[start of Data for the task]

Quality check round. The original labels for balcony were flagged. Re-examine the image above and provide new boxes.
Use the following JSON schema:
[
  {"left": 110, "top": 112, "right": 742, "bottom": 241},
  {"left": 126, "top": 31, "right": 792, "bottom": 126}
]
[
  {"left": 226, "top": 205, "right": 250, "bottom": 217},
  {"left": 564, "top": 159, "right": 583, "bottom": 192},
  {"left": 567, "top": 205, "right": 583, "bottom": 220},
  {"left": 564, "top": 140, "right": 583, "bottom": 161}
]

[end of Data for the task]

Short exercise | Quote all of the entries above word for word, keeping every line as it appears.

Full response |
Quality check round. The original labels for balcony were flagged. Re-examine the image above and provide new boxes.
Use the following JSON schema:
[
  {"left": 110, "top": 112, "right": 742, "bottom": 241},
  {"left": 126, "top": 31, "right": 792, "bottom": 126}
]
[
  {"left": 226, "top": 205, "right": 250, "bottom": 217},
  {"left": 564, "top": 159, "right": 583, "bottom": 192},
  {"left": 567, "top": 205, "right": 583, "bottom": 220},
  {"left": 564, "top": 140, "right": 583, "bottom": 161}
]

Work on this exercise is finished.